[start Page extract]
Lazy evaluation: overloading the assignment operator?

Discussion in 'Python' started by sturlamolden, May 2, 2007.

  1. sturlamolden

    sturlamolden Guest

    Python allows the binding behaviour to be defined for descriptors,
    using the __set__ and __get__ methods. I think it would be a major
    advantage if this could be generalized to any object, by allowing the
    assignment operator (=) to be overloaded.

    One particular use for this would be to implement "lazy evaluation".
    For example it would allow us to get rid of all the temporary arrays
    produced by NumPy.

    For example, consider the expression:

    y = a * b + c * d

    If this expression is evaluated bya Fortran 90/95 compiler, it will
    automatically generate code like

    do i = 1,n
    y(i) = a(i) * b(i) + c(i) * d(i)
    enddo

    On the other hand, conventional use of overloaded binary operators
    would result in something like this:

    allocate(tmp1,n)
[end Page extract]
**To be done**
[A] Which arrays does the lazy-evaluation post's Fortran loop index with (i)?
[B] Can you write the next lines of the lazy-evaluation post, starting right after allocate(tmp1,n)?
[start Record list]
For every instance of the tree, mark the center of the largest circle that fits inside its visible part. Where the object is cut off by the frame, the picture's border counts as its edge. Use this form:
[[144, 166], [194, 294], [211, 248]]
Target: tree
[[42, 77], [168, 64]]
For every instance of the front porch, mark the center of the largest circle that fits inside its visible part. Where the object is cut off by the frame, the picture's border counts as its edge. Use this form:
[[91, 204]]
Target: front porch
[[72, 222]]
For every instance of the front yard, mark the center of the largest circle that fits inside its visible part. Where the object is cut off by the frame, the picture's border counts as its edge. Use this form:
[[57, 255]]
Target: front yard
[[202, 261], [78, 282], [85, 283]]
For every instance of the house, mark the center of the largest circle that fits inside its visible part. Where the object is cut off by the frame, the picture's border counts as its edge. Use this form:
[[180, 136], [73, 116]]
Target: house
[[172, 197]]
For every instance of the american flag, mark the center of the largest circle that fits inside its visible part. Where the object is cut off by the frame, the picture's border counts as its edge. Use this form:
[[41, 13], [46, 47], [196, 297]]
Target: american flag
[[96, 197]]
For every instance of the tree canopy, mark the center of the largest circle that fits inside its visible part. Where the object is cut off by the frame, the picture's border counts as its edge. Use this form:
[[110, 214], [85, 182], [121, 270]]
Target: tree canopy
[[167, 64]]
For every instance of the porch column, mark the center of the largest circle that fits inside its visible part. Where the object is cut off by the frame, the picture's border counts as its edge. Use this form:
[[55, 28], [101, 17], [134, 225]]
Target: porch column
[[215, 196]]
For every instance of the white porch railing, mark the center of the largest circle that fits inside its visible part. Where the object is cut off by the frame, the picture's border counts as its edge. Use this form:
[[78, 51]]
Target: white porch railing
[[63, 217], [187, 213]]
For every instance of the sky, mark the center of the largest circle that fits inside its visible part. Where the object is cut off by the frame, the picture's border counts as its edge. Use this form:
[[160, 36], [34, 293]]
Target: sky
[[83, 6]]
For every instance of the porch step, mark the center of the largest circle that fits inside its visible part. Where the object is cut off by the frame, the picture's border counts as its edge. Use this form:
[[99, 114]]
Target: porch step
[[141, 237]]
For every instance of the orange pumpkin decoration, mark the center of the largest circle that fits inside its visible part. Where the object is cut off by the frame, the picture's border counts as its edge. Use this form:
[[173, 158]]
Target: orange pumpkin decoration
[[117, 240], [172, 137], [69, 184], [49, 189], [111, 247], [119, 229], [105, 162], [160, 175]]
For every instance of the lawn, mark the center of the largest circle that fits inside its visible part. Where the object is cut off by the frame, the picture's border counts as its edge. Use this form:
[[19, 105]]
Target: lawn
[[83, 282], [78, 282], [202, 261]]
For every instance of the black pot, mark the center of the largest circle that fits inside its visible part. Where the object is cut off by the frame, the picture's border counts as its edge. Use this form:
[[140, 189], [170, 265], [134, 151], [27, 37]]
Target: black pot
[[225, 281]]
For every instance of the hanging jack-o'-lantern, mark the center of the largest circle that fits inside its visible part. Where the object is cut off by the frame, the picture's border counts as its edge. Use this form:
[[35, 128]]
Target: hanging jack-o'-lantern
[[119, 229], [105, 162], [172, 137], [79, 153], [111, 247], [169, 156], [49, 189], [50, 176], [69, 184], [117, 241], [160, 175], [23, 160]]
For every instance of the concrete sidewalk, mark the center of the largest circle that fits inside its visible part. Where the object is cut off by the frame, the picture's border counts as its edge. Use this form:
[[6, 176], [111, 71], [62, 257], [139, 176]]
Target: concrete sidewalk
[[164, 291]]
[end Record list]
**Task results**
[A] y, a, b, c, d

[B]
    do i = 1,n
    tmp1(i) = a(i) * b(i)
    enddo
    allocate(tmp2,n)
    do i = 1,n
    tmp2(i) = c(i) * d(i)
    enddo
    allocate(tmp3,n)
    do i = 1,n
    tmp3(i) = tmp1(i) + tmp2(i)
    enddo
    deallocate(tmp1)
    deallocate(tmp2)
    do i = 1,n
    y(i) = tmp3(i)
    enddo
    deallocate(tmp3)

    Traversing memory is one of the most expensive thing a CPU can do.
    This approach is therefore extremely inefficient compared with what a
    Fortran compiler can do.

    However, if we could overload the assignment operator, there would be
    an efficient solution to this problem. Instead of constructing
    temporary temporary arrays, one could replace those with objects
    containing lazy expressions "to be evaluated sometime in the future".
    A statement like

    y = a * b + c * d

    would then result in something like this:

    tmp1 = LazyExpr('__mul__',a,b) # symbolic representation of "a * b"
    tmp2 = LazyExpr('__mul__',c,d) # symbolic representation of "c * d"
    tmp3 = LazyExpr('__add__',tmp1,tmp1) # symbolic "a * b + c * d"
    del tmp1
    del tmp2
    y = tmp3 # tmp3 gets evaluated as assignment is overloaded


    Should there be a PEP to overload the assignment operator? In terms of
    syntax, it would not be any worse than the current descriptor objects
    - but it would make lazy evaluation idioms a lot easier to implement.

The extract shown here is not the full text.